Work to complete. Write every record out again exactly, and keep images out of it.

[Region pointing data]
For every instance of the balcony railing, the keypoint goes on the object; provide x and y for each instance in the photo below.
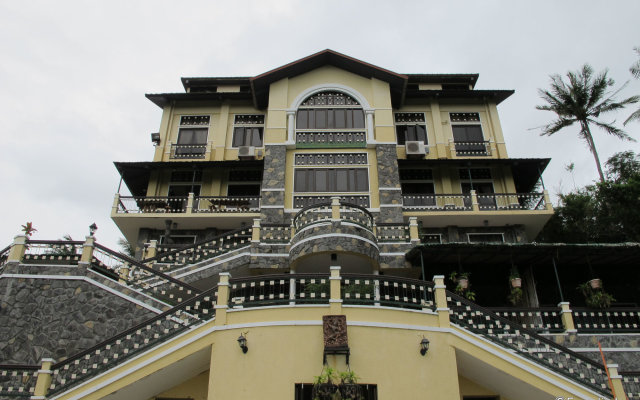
(467, 202)
(188, 151)
(229, 204)
(471, 149)
(187, 204)
(330, 139)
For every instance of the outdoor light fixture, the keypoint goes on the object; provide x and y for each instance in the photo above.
(424, 345)
(242, 342)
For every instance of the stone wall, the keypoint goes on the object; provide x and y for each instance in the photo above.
(58, 318)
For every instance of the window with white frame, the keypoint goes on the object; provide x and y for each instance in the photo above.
(467, 134)
(248, 130)
(192, 137)
(410, 127)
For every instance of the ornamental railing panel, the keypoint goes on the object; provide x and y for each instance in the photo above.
(541, 320)
(133, 341)
(387, 291)
(616, 320)
(528, 344)
(202, 250)
(436, 202)
(53, 251)
(386, 233)
(117, 266)
(226, 204)
(18, 380)
(152, 204)
(279, 290)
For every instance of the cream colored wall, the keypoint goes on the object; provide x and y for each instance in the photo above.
(195, 388)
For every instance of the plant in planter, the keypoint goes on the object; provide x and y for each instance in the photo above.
(349, 388)
(323, 386)
(595, 297)
(462, 284)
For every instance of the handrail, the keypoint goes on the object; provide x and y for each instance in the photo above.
(199, 243)
(521, 332)
(139, 264)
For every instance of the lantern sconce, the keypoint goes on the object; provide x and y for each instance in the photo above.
(242, 342)
(424, 346)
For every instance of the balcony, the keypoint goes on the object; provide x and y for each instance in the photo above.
(131, 213)
(480, 209)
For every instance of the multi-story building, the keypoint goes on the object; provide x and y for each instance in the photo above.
(306, 212)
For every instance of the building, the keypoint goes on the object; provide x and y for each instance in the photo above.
(310, 214)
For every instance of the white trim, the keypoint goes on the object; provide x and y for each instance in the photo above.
(95, 283)
(335, 235)
(326, 87)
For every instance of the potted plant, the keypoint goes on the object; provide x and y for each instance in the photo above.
(514, 278)
(323, 386)
(349, 388)
(462, 285)
(595, 298)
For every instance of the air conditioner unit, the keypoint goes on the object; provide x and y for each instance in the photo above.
(246, 152)
(415, 149)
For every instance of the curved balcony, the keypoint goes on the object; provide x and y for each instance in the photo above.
(332, 228)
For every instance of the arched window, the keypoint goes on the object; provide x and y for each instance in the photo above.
(330, 119)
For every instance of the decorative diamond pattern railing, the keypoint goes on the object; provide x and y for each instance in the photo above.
(610, 320)
(528, 344)
(279, 289)
(541, 320)
(201, 251)
(18, 380)
(631, 384)
(53, 251)
(387, 291)
(125, 345)
(117, 266)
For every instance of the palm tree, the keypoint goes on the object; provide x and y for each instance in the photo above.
(582, 99)
(635, 71)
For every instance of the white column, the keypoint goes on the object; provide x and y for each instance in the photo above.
(370, 138)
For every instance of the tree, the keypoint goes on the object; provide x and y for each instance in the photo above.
(606, 212)
(635, 71)
(581, 100)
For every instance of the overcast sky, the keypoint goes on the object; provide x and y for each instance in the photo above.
(73, 76)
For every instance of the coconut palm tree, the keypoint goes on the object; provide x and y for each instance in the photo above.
(582, 99)
(635, 71)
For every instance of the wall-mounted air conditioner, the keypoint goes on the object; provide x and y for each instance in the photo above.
(246, 152)
(415, 148)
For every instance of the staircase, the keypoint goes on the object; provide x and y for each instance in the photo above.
(526, 343)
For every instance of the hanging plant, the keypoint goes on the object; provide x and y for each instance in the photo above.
(595, 298)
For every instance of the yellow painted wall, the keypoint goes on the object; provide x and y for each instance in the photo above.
(195, 388)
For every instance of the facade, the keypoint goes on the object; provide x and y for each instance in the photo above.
(311, 214)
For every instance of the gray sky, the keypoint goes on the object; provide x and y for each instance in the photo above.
(73, 76)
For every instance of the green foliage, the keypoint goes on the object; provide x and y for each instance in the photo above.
(582, 99)
(28, 229)
(606, 212)
(595, 298)
(515, 296)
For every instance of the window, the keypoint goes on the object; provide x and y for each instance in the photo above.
(467, 134)
(248, 130)
(192, 137)
(331, 180)
(417, 187)
(410, 127)
(330, 119)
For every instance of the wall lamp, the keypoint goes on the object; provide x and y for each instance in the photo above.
(92, 229)
(424, 345)
(242, 342)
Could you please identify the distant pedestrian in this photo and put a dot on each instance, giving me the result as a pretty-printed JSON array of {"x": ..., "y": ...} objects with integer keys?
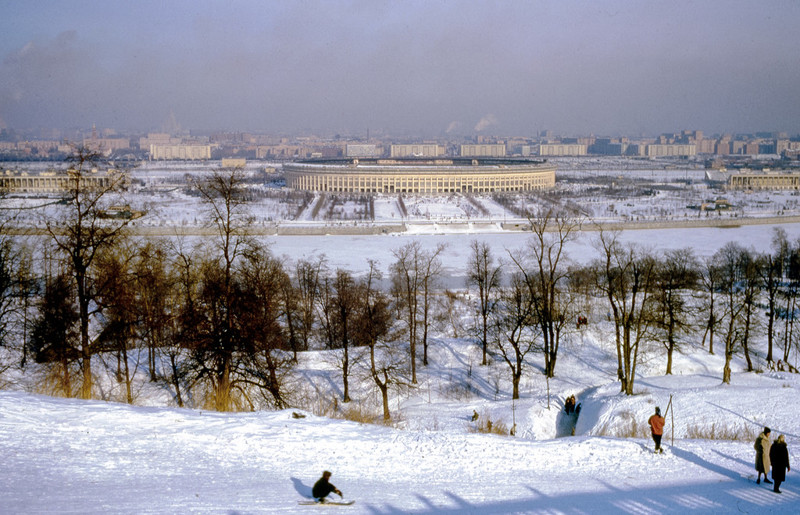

Answer space.
For every instance of the balcony railing, the keypoint goes on the object; provide x and y for each instance in the photo below.
(467, 202)
(188, 151)
(229, 204)
(471, 149)
(187, 204)
(330, 139)
For every instance of the outdoor light fixture, the keypoint goes on the object; provide x and y for each instance in the photo above.
(424, 345)
(242, 342)
For every instance of the stone wall, the keypoint goes on the object; provide x and y for each instance in the photo above.
(58, 318)
For every instance of the window with white frame, the keypoint goes on the object; provide x and y for each instance in the photo above.
(467, 134)
(248, 130)
(192, 137)
(410, 127)
For every instance of the ornamental railing panel, the keypoint goes on the object; provide x and y for each instance in the photo above.
(541, 320)
(133, 341)
(387, 291)
(616, 320)
(528, 344)
(202, 250)
(436, 202)
(53, 251)
(386, 233)
(117, 266)
(226, 204)
(18, 380)
(152, 204)
(279, 290)
For every instance of the cream colored wall, the keypoint goes on the object; provide x and y for each instance in the photo above.
(195, 388)
For every instance of the plant in planter, the keypoint goes on the object; provide x and y for each instance in the photo above.
(349, 388)
(323, 386)
(595, 297)
(462, 284)
For every instance of the handrail, the keypoint goes on the object; provide x and y for each instance in the photo above.
(199, 243)
(521, 332)
(139, 264)
For every instance of the lantern sconce, the keypoint goes on the object; provide x and y for each instance in the photo above.
(242, 342)
(424, 346)
For every instance of the balcony, the keypoint goes on the object; provide x and y for each instance in the photo above.
(131, 213)
(480, 209)
For every instance of the multi-story building, the keypoint goes on the object; provide x and y for each instance in the photo above.
(306, 212)
For every instance of the building, the keypoint goes on the object; provide x and y for each instance in the photo above.
(310, 214)
For every instance of the white trim, the keypoint goes on the object; provide x and y for each instance in the photo above.
(95, 283)
(335, 235)
(326, 87)
For every instance of the potted plant, the keypoint goes on the object; provide x and y for each instance in the photo above.
(514, 278)
(323, 386)
(349, 388)
(462, 285)
(595, 298)
For every instance of the air conditioner unit, the keypoint goes on the object; provide x and y for each instance in the photo above.
(246, 152)
(415, 149)
For every instance of the curved balcony, the keypoint goes on the object; provide x and y for each instance in the photo above.
(332, 228)
For every instance of the arched window, the keypoint goes on the object; provide x and y for each instance in the photo above.
(330, 119)
For every instance of the decorative diamond pattern railing, the keypoint goes on the object; provide x and y for each instance in the photo above.
(610, 320)
(528, 344)
(279, 289)
(541, 320)
(201, 251)
(18, 380)
(631, 384)
(53, 251)
(387, 291)
(125, 345)
(117, 266)
For every instance of the palm tree, the keypoint goes on the object; provide x and y for each instance in the photo above.
(582, 99)
(635, 71)
For every instance of the white column, the keypoint goes on the object; provide x and y for each instance in the photo above.
(370, 138)
For every instance of the tree, the keypoint goes on the object; provide x and y for each instance in the photo above.
(606, 212)
(635, 71)
(581, 100)
For every instance of the overcast sky, the keypoint goes on the object; provide x and y for each instance in the photo above.
(73, 76)
For every instance of the coconut palm tree, the keypoint goes on the object; provide x and y for each instance in the photo above.
(582, 99)
(635, 71)
For every instance of the wall-mounted air conditioner, the keypoint goes on the object; provide x and y for each instance in the photo above.
(246, 152)
(415, 148)
For every instance of the staircase, the keypoint goes on the object; provide x and y for each instance in the photo above.
(526, 343)
For every instance of the hanging plant, the keypoint goes on the object; provide x and y for each instance in the photo above.
(595, 298)
For every instance of the yellow painted wall, the keypoint goes on the object; provide x and y for each instance in the photo above.
(195, 388)
For every instance of the facade, the keypoint goes on the object; provide x and y for each instance in the photo above.
(311, 214)
For every instance of the gray sky, the keypoint goes on the object; provide x and y for each instance in the photo above.
(73, 76)
For every instance of the green foliage, the keypoint goes on the object; provide x and y for each instance in the photo above.
(582, 99)
(28, 229)
(606, 212)
(595, 298)
(515, 296)
For every instance of the window, the keypoint goes on the object; provide x and y for each instance in the photo above.
(467, 134)
(248, 130)
(192, 137)
(331, 180)
(417, 187)
(410, 127)
(330, 119)
For every instance of the wall lamp, the keypoint goes on the object; provide x and y for each instance in the photo above.
(92, 229)
(424, 345)
(242, 342)
Could you please identify the distant pedestrian in this photo and put a dot on each instance, giving me the result as a pretty-printed JSON array of {"x": ..., "y": ...} objects with integer keys?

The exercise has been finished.